Your answer should consist of each line below that contains the string "order".
** Opening Provided data block **
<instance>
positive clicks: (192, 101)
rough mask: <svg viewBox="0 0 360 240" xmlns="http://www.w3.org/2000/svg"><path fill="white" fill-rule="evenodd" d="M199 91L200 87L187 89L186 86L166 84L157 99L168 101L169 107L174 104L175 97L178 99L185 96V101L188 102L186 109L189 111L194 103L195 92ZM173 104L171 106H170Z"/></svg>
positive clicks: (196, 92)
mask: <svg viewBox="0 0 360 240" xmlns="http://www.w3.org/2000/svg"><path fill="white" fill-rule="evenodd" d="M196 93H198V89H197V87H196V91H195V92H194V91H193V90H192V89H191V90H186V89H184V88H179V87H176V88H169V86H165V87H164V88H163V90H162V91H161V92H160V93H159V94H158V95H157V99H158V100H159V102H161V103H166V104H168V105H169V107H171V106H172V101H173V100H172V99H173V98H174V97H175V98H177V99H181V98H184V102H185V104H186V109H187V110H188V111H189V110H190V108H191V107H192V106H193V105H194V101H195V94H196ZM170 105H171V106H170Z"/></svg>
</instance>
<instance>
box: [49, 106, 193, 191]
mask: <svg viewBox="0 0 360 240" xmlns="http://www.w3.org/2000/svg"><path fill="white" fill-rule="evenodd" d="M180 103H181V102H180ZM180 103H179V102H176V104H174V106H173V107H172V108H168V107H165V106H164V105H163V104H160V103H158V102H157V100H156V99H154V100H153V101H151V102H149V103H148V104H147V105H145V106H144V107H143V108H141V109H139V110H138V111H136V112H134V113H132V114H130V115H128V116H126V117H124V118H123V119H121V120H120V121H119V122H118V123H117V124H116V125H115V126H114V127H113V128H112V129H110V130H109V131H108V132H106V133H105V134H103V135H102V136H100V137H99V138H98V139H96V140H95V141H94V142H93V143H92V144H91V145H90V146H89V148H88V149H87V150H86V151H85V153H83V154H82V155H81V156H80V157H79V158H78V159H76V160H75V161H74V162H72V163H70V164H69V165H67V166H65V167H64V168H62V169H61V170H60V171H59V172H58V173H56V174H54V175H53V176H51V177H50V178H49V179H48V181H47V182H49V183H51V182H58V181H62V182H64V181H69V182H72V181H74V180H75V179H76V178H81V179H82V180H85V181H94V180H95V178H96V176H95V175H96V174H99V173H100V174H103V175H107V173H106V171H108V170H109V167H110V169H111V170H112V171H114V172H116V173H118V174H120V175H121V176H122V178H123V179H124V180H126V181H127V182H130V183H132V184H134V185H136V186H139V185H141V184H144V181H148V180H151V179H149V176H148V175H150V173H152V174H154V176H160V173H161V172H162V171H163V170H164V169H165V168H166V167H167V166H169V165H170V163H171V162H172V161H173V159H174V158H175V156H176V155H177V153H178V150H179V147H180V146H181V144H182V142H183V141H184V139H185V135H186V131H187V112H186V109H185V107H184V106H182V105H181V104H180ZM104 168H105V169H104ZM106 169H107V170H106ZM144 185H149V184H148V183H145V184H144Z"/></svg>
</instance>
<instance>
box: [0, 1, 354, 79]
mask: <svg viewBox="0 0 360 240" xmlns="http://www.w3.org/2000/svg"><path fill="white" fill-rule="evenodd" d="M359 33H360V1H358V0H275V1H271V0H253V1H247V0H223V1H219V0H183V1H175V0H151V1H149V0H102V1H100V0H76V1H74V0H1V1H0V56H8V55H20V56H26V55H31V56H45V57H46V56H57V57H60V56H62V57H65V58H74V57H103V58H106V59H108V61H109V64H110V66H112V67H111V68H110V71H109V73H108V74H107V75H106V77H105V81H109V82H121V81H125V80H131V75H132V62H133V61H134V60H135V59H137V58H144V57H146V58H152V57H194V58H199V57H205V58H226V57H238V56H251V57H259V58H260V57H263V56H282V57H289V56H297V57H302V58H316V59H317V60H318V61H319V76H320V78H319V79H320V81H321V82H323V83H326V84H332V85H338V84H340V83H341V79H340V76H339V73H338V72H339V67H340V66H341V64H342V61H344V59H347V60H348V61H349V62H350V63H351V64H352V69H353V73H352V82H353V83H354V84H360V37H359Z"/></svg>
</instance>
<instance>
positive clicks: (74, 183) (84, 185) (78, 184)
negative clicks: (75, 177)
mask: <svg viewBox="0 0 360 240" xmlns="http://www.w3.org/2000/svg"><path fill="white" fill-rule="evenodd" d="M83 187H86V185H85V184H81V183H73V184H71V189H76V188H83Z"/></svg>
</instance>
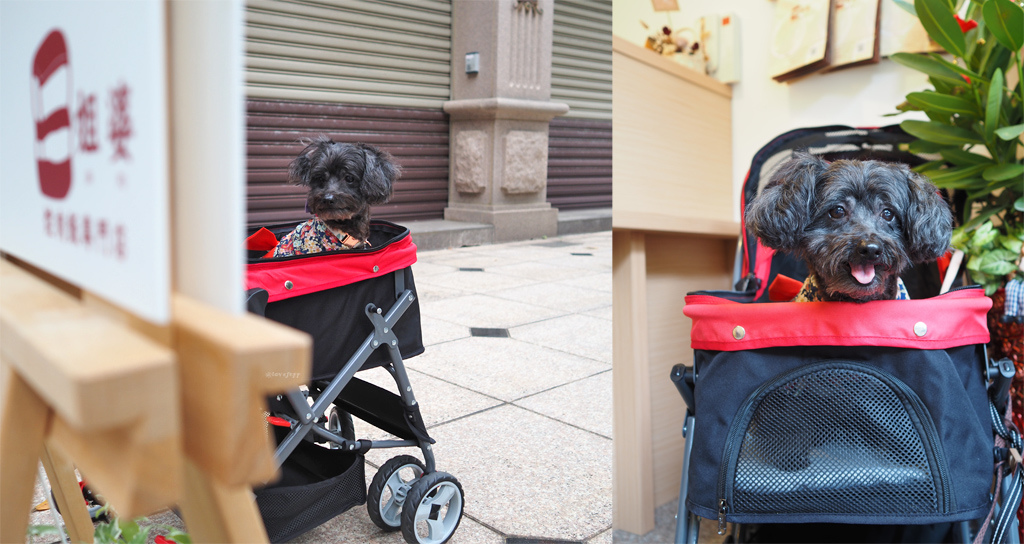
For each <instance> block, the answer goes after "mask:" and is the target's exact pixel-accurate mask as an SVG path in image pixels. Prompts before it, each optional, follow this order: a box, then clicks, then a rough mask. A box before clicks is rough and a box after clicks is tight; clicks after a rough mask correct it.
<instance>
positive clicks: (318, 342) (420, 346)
mask: <svg viewBox="0 0 1024 544" xmlns="http://www.w3.org/2000/svg"><path fill="white" fill-rule="evenodd" d="M292 226H294V225H279V226H271V227H269V228H268V229H261V231H259V232H257V234H254V235H253V236H252V237H250V240H249V247H250V260H249V264H248V270H247V284H248V285H247V287H248V289H249V290H248V304H249V309H250V310H251V311H254V312H256V313H259V315H262V316H265V317H266V318H268V319H271V320H273V321H276V322H280V323H283V324H285V325H289V326H291V327H294V328H296V329H299V330H302V331H305V332H307V333H309V334H310V335H311V336H312V338H313V363H312V373H311V381H310V383H309V384H308V385H307V386H306V387H303V388H299V389H295V390H292V391H289V392H288V393H287V394H284V395H280V396H276V397H271V399H269V405H270V414H269V417H268V418H267V420H268V422H269V423H270V424H272V425H273V430H274V433H275V436H276V440H278V448H276V451H275V452H274V457H275V460H276V462H278V463H280V464H281V469H282V477H281V479H280V480H279V482H276V483H272V484H270V485H268V486H266V487H263V488H261V489H256V490H255V494H256V502H257V505H258V507H259V511H260V514H261V515H262V517H263V521H264V525H265V527H266V531H267V535H268V537H269V539H270V540H271V541H272V542H281V541H285V540H290V539H292V538H294V537H296V536H298V535H300V534H302V533H305V532H307V531H309V530H311V529H313V528H315V527H317V526H319V525H322V524H324V522H326V521H327V520H329V519H331V518H332V517H334V516H336V515H338V514H340V513H342V512H344V511H345V510H347V509H349V508H351V507H353V506H355V505H359V504H362V503H366V504H367V510H368V513H369V515H370V518H371V519H372V520H373V521H374V524H375V525H377V527H379V528H380V529H382V530H384V531H396V530H399V529H400V530H401V532H402V535H403V536H404V538H406V541H407V542H410V543H411V544H417V543H419V544H440V543H442V542H445V541H447V540H449V539H450V538H451V537H452V535H453V534H454V533H455V531H456V529H457V528H458V527H459V522H460V521H461V519H462V513H463V499H464V496H463V490H462V486H461V485H460V484H459V482H458V480H457V479H456V478H455V477H454V476H452V475H451V474H447V473H445V472H440V471H437V470H436V468H435V462H434V455H433V452H432V450H431V445H432V444H434V441H433V440H432V438H431V437H430V436H429V434H428V433H427V430H426V427H425V425H424V422H423V418H422V417H421V415H420V406H419V404H418V402H417V400H416V396H415V395H414V393H413V387H412V385H411V384H410V381H409V375H408V373H407V371H406V367H404V364H403V358H404V359H408V358H411V357H415V355H417V354H420V353H422V352H423V342H422V338H421V331H420V307H419V300H418V299H417V295H416V285H415V283H414V280H413V271H412V267H411V266H412V264H413V263H414V262H415V261H416V246H415V245H414V244H413V241H412V238H411V236H410V232H409V229H408V228H404V227H402V226H399V225H396V224H394V223H390V222H387V221H381V220H375V221H372V223H371V233H370V247H369V248H366V249H358V250H349V251H329V252H323V253H314V254H310V255H297V256H291V257H278V258H259V257H261V256H262V254H263V253H264V252H265V250H266V249H267V248H272V246H273V244H274V242H273V240H274V239H275V238H278V237H280V236H283V235H284V234H287V233H288V232H289V231H290V229H291V227H292ZM267 231H269V233H268V232H267ZM270 234H273V235H275V236H273V237H271V236H270ZM261 238H262V239H263V245H262V249H261V250H259V251H255V252H254V251H252V249H253V248H254V240H258V239H261ZM267 239H269V240H267ZM255 245H259V244H258V243H257V244H255ZM377 367H383V368H385V369H386V370H387V372H388V373H389V374H390V375H391V376H392V377H393V378H394V381H395V383H396V386H397V391H398V394H395V393H393V392H391V391H389V390H387V389H384V388H382V387H379V386H377V385H374V384H372V383H370V382H368V381H365V380H361V379H359V378H357V377H355V375H356V373H357V372H359V371H360V370H367V369H371V368H377ZM352 415H354V416H356V417H358V418H359V419H361V420H364V421H366V422H368V423H370V424H372V425H374V426H376V427H378V428H380V429H383V430H385V431H387V432H389V433H391V434H393V435H394V436H396V437H397V438H398V440H388V441H369V440H356V438H355V436H354V431H353V424H352V419H351V417H352ZM400 447H418V448H420V451H421V452H422V454H423V459H424V461H423V462H421V461H420V460H419V459H417V458H416V457H413V456H409V455H400V456H397V457H394V458H393V459H391V460H389V461H387V462H386V463H384V464H383V465H382V466H381V467H380V469H379V470H378V471H377V473H376V475H375V476H374V478H373V482H372V483H371V485H370V489H369V492H368V490H367V488H366V480H365V479H364V455H365V454H366V453H367V452H368V451H369V450H371V449H373V448H400Z"/></svg>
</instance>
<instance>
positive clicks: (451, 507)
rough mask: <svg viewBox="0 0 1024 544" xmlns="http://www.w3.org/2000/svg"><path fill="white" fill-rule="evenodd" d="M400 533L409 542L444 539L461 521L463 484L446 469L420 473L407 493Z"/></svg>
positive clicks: (402, 511) (444, 539)
mask: <svg viewBox="0 0 1024 544" xmlns="http://www.w3.org/2000/svg"><path fill="white" fill-rule="evenodd" d="M406 505H407V507H406V508H402V510H401V535H402V536H403V537H406V542H408V543H409V544H442V543H444V542H447V540H449V539H450V538H452V535H453V534H455V530H456V529H458V528H459V522H460V521H462V506H463V491H462V485H461V484H459V480H458V479H456V478H455V476H453V475H452V474H449V473H447V472H432V473H430V474H426V475H424V476H423V477H421V478H420V479H419V480H417V482H416V484H413V488H412V489H411V490H409V495H408V496H407V497H406Z"/></svg>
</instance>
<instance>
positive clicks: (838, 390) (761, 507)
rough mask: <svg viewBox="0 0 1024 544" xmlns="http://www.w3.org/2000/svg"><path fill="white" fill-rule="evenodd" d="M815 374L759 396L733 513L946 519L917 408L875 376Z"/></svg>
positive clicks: (734, 500)
mask: <svg viewBox="0 0 1024 544" xmlns="http://www.w3.org/2000/svg"><path fill="white" fill-rule="evenodd" d="M818 368H819V369H820V370H815V371H813V372H806V373H799V374H800V375H798V376H796V377H793V378H792V379H788V378H786V379H784V380H781V383H777V384H776V385H775V386H770V387H768V390H767V392H762V393H761V394H760V395H755V396H756V397H760V401H759V402H758V401H757V399H755V400H754V402H756V403H757V407H756V410H755V411H754V413H753V415H752V416H751V418H750V422H749V423H748V424H746V428H745V432H744V433H743V435H742V442H741V444H740V447H739V452H738V457H737V460H736V465H735V472H734V474H735V475H734V479H733V483H732V492H733V494H732V506H733V508H734V511H736V512H746V513H801V512H807V511H812V510H813V511H819V512H820V511H825V512H834V513H844V514H854V515H855V514H858V513H861V514H870V513H878V512H885V511H888V512H903V513H914V512H936V511H939V510H940V509H941V505H940V504H938V499H937V497H938V493H937V490H936V482H935V478H934V477H933V471H932V468H931V467H930V463H929V455H928V450H927V447H926V444H925V443H924V442H923V438H922V432H921V431H920V430H919V428H920V423H918V424H915V420H918V419H919V416H920V415H921V414H916V415H913V416H911V415H910V413H908V409H909V408H908V405H911V404H912V403H907V401H906V400H905V397H904V399H901V394H903V393H898V392H897V390H898V386H897V387H894V385H893V384H891V383H887V382H886V381H887V380H883V379H881V378H880V377H878V376H874V375H871V374H868V373H865V372H861V371H859V370H856V369H851V368H835V366H825V367H823V368H822V367H818ZM911 394H912V393H911Z"/></svg>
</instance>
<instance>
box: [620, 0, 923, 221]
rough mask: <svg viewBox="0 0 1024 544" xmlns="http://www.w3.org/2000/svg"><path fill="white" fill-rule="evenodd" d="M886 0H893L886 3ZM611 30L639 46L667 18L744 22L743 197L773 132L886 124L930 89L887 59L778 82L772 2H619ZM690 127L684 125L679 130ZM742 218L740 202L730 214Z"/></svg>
mask: <svg viewBox="0 0 1024 544" xmlns="http://www.w3.org/2000/svg"><path fill="white" fill-rule="evenodd" d="M882 1H884V2H888V1H891V0H882ZM613 6H614V10H613V13H612V17H613V18H612V32H613V33H614V34H615V35H617V36H621V37H623V38H625V39H627V40H629V41H631V42H633V43H637V44H642V43H643V41H644V39H645V38H646V36H647V31H645V30H644V29H643V27H641V26H640V23H639V20H641V19H642V20H644V23H646V24H647V25H648V26H650V27H651V28H659V27H660V26H664V25H667V24H669V23H670V18H671V23H674V24H675V27H680V26H683V25H684V23H688V22H689V20H692V19H695V18H697V17H699V16H700V15H702V14H712V13H720V14H726V13H729V12H733V13H735V14H736V15H737V18H738V19H739V20H738V23H739V30H740V42H741V43H740V50H741V54H740V56H741V58H740V64H741V67H742V68H741V76H740V81H739V83H736V84H734V85H733V86H732V138H733V141H732V178H733V184H734V187H735V193H734V194H735V195H739V194H740V191H739V187H740V186H741V185H742V181H743V177H744V176H745V175H746V171H748V169H749V167H750V162H751V159H752V158H753V157H754V154H755V153H757V151H758V150H759V149H761V147H762V145H764V144H765V143H767V142H768V141H769V140H771V139H772V138H773V137H774V136H776V135H778V134H781V133H782V132H785V131H787V130H791V129H794V128H800V127H810V126H821V125H833V124H845V125H851V126H884V125H891V124H895V123H898V122H900V121H902V120H904V119H925V117H924V116H923V115H918V114H914V115H918V117H911V116H901V117H897V118H891V117H889V118H887V117H883V115H885V114H888V113H892V112H895V111H896V110H895V107H896V104H898V103H900V102H902V101H903V97H904V96H905V95H906V93H908V92H913V91H918V90H922V89H924V88H926V87H928V86H929V84H928V80H927V78H926V77H925V76H924V75H922V74H920V73H916V72H913V71H911V70H909V69H907V68H904V67H901V66H899V65H896V64H895V62H893V61H891V60H889V59H885V58H884V59H883V60H882V62H881V64H879V65H872V66H866V67H859V68H851V69H848V70H841V71H838V72H835V73H831V74H823V75H822V74H815V75H811V76H808V77H806V78H802V79H799V80H796V81H791V82H788V83H776V82H775V81H773V80H772V79H771V76H770V75H769V74H768V54H767V49H768V47H767V44H768V43H769V40H770V35H771V22H772V14H773V10H774V8H775V2H768V1H763V0H762V1H751V0H679V7H680V11H678V12H672V13H655V12H654V10H653V8H652V7H651V2H650V0H614V4H613ZM679 129H680V130H685V127H679ZM738 218H739V203H738V201H737V202H736V203H735V210H734V216H733V219H735V220H738Z"/></svg>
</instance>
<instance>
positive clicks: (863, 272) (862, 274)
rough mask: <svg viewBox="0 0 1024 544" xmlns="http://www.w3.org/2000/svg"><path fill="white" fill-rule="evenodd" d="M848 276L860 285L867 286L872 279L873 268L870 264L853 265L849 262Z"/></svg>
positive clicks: (873, 267)
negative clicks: (849, 263) (848, 271)
mask: <svg viewBox="0 0 1024 544" xmlns="http://www.w3.org/2000/svg"><path fill="white" fill-rule="evenodd" d="M850 274H852V275H853V278H854V279H855V280H857V281H858V282H860V283H861V284H863V285H867V284H869V283H871V280H873V279H874V266H873V265H871V264H853V263H852V262H851V263H850Z"/></svg>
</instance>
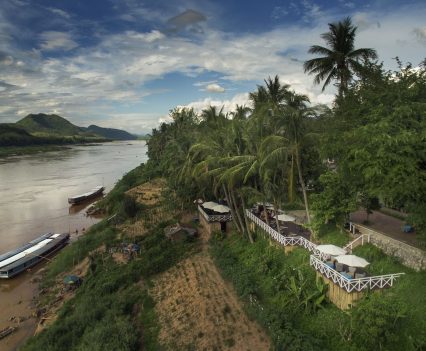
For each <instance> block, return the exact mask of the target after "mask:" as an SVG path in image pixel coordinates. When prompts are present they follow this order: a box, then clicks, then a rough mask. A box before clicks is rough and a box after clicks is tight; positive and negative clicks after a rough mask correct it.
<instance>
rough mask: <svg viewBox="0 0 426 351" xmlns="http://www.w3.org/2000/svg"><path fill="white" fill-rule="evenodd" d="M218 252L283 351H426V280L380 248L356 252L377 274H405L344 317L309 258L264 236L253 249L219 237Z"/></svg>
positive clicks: (251, 244)
mask: <svg viewBox="0 0 426 351" xmlns="http://www.w3.org/2000/svg"><path fill="white" fill-rule="evenodd" d="M211 245H212V249H211V252H212V254H213V256H214V258H215V262H216V264H217V265H218V267H219V268H220V269H221V271H222V273H223V275H224V276H225V277H226V278H227V279H228V280H230V281H231V282H232V284H233V286H234V287H235V289H236V291H237V293H238V295H239V296H240V297H241V299H242V301H243V302H244V304H245V308H246V311H247V313H248V314H249V316H251V318H253V319H256V320H257V321H258V322H259V323H260V324H261V325H262V326H263V327H264V328H265V329H266V330H267V332H268V333H269V334H270V336H271V339H272V340H273V342H274V347H275V349H276V350H336V351H337V350H395V351H396V350H421V349H422V348H424V347H425V346H426V340H425V337H426V332H425V331H426V322H425V320H424V313H425V312H426V310H425V306H426V297H425V295H424V291H426V290H425V289H426V285H425V284H426V275H425V274H426V273H425V272H420V273H419V272H414V271H412V270H410V269H407V268H406V267H404V266H402V265H401V264H400V263H398V262H397V261H396V260H394V259H392V258H390V257H389V256H386V255H385V254H383V252H382V251H381V250H379V249H377V248H375V247H374V246H370V245H369V246H364V247H360V248H359V249H357V251H356V253H358V254H360V255H363V257H366V258H367V259H369V260H371V261H370V262H372V264H371V267H370V268H371V272H372V273H374V274H386V273H391V272H396V271H397V272H400V271H403V272H406V276H405V277H403V278H402V279H400V280H398V282H397V283H396V284H395V286H394V287H392V288H391V289H388V290H384V291H382V292H381V293H378V292H372V293H370V294H367V297H366V298H364V299H362V300H361V301H360V302H359V303H358V304H357V305H356V306H355V307H354V308H352V309H351V310H349V311H346V312H343V311H341V310H339V309H337V308H336V307H335V306H334V305H332V304H330V303H328V302H327V299H326V298H325V293H326V289H327V288H326V286H324V284H323V283H322V281H321V280H317V279H316V278H315V271H314V270H313V269H312V268H311V267H310V266H309V253H308V252H307V251H306V250H304V249H303V248H297V249H295V250H294V251H293V252H291V253H290V254H288V255H286V254H285V253H284V250H283V249H282V247H279V246H276V245H274V244H272V243H270V242H269V241H268V240H267V239H264V238H263V237H262V235H261V234H260V233H258V236H256V240H255V242H254V244H251V243H250V242H249V241H248V240H245V239H242V238H241V237H240V236H238V235H236V234H233V235H229V236H226V237H225V236H223V235H220V234H217V235H216V236H215V237H214V238H213V239H212V240H211Z"/></svg>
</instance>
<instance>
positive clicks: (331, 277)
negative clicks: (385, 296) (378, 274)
mask: <svg viewBox="0 0 426 351" xmlns="http://www.w3.org/2000/svg"><path fill="white" fill-rule="evenodd" d="M310 265H311V266H313V267H314V268H315V270H316V271H318V272H320V273H321V274H322V275H324V276H325V277H326V278H328V279H330V280H331V281H332V282H333V283H334V284H336V285H338V286H340V287H341V288H342V289H345V290H346V291H347V292H353V291H361V290H365V289H370V290H372V289H383V288H388V287H391V286H393V282H394V280H395V279H397V278H399V277H400V276H402V275H403V274H405V273H395V274H386V275H379V276H374V277H366V278H357V279H350V278H347V277H345V276H344V275H342V274H341V273H340V272H338V271H336V270H335V269H333V268H331V267H330V266H328V265H327V264H326V263H325V262H323V261H321V260H320V259H319V258H318V257H316V256H314V255H311V256H310Z"/></svg>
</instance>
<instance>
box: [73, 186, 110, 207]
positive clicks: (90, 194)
mask: <svg viewBox="0 0 426 351" xmlns="http://www.w3.org/2000/svg"><path fill="white" fill-rule="evenodd" d="M104 189H105V188H104V187H103V186H102V185H99V186H97V187H96V188H93V189H92V190H91V191H89V192H87V193H84V194H81V195H76V196H72V197H69V198H68V203H69V204H71V205H75V204H78V203H80V202H83V201H85V200H88V199H91V198H93V197H96V196H98V195H100V194H102V193H103V191H104Z"/></svg>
** Closing Provided data block **
**Result below:**
For each <instance> block, the answer goes after "mask:" and is the target's exact pixel-accurate mask as an SVG path in image pixels. Prompts before it, each optional, follow this order: a box, then clicks, then a rough mask. A box before clicks is rough and a box after clicks is tight; clicks after a rough mask correct it.
For each <instance> block, return the exact mask of the target after "mask:" as an SVG path in image pixel coordinates. When prompts are present they follow this order: a box, then clicks, then a rough mask. A box before clicks is rough and a box after clicks is tight; positive and negative clicks after a rough mask correct it.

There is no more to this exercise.